September 2008

Illinois Supreme Court refuses to hear Sprint appeal in Nextel fight with affiliate

The Illinois Supreme Court has dealt Sprint Nextel Corp. another setback in its fight with affiliate iPCS Inc. over the Nextel network. The court on Wednesday refused to hear Sprint's appeal of a March ruling by the Appellate Court of Illinois that would require Overland Park, Kan.-based Sprint to dismantle its Nextel network in regions of the Midwest. iPCS sells Sprint-branded services. It sued Sprint after the larger company acquired Nextel Communications Inc. in 2005, saying that it was violating iPCS' exclusivity agreement by selling Nextel products in the territory of its iPCS Wireless subsidiary. Cook County Circuit Judge Thomas Quinn determined in 2006 that Sprint Nextel had violated the agreement and gave the company 180 days to divest itself of its Nextel holdings in the affiliate's territory. That order has been put on hold while Sprint has appealed that decision, but it would involve Nextel customers in parts of Michigan, Indiana, Illinois, Iowa and Nebraska, said Sprint spokesman Matt Sullivan.

Justice, Commerce Oppose IP Act

The Departments of Justice and Commerce came out against key elements in the Enforcement of Intellectual Property Rights Act, a bill that would boost the government's efforts to crack down on intellectual piracy, saying that they would turn the Justice Department into a de facto legal team for private industry and result in Congress trying to run the president's office for him. DOJ and Commerce said they support the goal of protecting intellectual property rights, but in a letter to Leahy and Specter, top lawyers with both departments said they could not support authorizing the attorney general to pursue civil suits against copyright infringers, saying that it would result in government lawyers working pro bono to collect judgments for industry. They said that with a limited budget, pursuing civil cases would have to come at the expense of criminal prosecutions, which only the government can pursue, adding, "The resources of the Department of Justice should be used for the public benefit, not on behalf of particular industries that can avail themselves of the existing civil-enforcement provisions." They also argued that creating a separate intellectual-property-enforcement officer in the executive office of the president would be "a legislative intrusion into the internal structure and composition of the president's administration" and, thus, a violation of separation of powers. They said they were reserving judgment on the final bill in the hopes that it could be changed. Otherwise, they could not advise the president to support it.

────────────────────────────────────────

Direction: Please list every state the news page above names as holding Nextel customers who would be affected by the order to divest.

Provided information:
────────────────────────────────────────

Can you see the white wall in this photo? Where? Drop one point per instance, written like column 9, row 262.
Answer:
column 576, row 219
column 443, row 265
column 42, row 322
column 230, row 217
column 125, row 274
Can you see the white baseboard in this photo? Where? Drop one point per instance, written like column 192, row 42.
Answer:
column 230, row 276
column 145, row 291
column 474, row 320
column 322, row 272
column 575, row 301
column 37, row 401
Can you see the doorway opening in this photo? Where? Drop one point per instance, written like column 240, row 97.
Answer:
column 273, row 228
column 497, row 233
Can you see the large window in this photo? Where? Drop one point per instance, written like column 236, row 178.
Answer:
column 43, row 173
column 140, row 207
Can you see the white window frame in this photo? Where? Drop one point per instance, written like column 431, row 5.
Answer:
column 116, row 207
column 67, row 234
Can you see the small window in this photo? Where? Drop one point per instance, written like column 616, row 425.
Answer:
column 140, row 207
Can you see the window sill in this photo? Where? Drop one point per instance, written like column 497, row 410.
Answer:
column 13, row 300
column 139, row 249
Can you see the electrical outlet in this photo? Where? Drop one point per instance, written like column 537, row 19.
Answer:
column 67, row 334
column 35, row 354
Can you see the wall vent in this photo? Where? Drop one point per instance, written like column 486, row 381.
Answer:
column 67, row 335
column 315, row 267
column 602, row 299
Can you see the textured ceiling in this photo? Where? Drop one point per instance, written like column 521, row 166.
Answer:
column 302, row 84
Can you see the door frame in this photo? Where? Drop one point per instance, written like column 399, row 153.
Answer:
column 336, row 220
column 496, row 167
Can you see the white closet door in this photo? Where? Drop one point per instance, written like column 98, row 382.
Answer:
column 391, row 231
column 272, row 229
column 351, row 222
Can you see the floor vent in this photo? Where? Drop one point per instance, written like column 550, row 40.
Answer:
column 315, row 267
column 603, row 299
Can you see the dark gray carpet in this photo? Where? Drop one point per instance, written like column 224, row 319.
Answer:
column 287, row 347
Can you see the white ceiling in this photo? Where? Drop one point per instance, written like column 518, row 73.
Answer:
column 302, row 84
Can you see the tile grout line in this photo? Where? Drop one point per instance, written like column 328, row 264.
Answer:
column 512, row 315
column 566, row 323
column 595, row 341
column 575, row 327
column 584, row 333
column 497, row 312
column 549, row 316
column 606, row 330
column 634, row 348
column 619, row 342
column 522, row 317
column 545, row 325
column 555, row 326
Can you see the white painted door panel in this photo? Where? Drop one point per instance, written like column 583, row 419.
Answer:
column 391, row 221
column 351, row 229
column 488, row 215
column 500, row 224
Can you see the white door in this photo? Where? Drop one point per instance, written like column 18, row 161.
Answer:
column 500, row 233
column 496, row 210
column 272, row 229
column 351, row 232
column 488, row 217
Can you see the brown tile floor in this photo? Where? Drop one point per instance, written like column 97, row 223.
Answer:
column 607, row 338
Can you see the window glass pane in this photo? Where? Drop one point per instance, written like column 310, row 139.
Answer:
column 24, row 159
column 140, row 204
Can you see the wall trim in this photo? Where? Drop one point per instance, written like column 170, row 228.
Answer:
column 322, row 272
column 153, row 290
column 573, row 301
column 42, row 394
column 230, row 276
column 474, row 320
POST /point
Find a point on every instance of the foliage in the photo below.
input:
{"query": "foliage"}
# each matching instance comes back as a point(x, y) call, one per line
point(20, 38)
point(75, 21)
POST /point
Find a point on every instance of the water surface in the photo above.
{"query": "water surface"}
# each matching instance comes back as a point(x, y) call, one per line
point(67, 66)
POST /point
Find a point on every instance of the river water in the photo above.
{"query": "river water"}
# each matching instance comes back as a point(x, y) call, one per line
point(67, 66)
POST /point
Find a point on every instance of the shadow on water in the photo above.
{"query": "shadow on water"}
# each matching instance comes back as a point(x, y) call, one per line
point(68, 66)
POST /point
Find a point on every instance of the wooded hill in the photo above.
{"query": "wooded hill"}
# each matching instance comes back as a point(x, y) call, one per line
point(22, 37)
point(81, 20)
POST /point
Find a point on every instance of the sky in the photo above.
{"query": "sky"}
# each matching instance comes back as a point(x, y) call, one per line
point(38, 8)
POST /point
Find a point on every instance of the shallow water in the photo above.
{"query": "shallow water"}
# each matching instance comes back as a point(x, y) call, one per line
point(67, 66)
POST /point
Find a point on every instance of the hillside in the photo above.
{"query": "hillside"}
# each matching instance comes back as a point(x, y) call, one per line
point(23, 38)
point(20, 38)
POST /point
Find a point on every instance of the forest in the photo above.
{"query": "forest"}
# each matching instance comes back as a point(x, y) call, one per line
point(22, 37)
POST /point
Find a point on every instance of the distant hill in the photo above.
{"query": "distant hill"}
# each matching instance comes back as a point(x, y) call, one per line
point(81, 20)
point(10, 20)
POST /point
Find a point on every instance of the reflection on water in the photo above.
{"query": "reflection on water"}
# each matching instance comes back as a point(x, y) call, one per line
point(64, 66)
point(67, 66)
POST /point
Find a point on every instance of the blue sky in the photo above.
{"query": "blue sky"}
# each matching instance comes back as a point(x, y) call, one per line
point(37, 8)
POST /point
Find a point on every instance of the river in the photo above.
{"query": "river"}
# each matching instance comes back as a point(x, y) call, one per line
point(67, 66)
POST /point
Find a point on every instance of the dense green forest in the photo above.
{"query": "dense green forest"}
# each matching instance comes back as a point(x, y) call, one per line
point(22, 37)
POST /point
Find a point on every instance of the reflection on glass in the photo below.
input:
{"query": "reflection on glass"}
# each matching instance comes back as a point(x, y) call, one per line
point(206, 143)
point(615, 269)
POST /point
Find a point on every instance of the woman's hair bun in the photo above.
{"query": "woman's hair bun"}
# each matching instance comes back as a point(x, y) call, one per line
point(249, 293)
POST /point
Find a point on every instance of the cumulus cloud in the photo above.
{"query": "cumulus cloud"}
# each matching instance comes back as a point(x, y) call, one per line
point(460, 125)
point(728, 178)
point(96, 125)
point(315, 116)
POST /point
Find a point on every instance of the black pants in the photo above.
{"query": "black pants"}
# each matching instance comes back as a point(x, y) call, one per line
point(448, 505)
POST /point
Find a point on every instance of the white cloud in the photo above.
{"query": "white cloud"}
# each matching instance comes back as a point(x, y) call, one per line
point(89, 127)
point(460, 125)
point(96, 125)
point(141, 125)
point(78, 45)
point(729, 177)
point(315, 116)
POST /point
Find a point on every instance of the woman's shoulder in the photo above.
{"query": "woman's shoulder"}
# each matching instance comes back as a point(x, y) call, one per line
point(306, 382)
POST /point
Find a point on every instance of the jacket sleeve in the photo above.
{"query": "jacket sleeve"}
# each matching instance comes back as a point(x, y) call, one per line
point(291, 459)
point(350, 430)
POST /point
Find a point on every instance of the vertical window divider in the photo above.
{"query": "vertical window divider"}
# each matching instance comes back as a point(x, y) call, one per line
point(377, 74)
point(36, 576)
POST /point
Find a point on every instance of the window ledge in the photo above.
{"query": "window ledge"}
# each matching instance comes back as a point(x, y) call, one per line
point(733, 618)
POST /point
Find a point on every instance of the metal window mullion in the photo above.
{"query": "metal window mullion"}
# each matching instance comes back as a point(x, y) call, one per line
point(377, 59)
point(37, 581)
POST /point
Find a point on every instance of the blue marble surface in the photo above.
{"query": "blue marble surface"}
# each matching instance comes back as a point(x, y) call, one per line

────────────────────────────────────────

Worked solution: Michigan, Indiana, Illinois, Iowa, Nebraska